Collected data
-- Opening Marker --

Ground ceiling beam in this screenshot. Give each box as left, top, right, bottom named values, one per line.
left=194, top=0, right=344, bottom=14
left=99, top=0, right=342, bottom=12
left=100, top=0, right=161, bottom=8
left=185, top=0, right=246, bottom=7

-- Closing Marker --

-- WHAT IS NEEDED --
The records above are to be duplicated word for word.

-- TASK ANSWER --
Ground ceiling beam in this screenshot. Give each box as left, top, right, bottom named values, one per line.
left=194, top=0, right=344, bottom=14
left=99, top=0, right=342, bottom=12
left=100, top=0, right=161, bottom=8
left=185, top=0, right=246, bottom=7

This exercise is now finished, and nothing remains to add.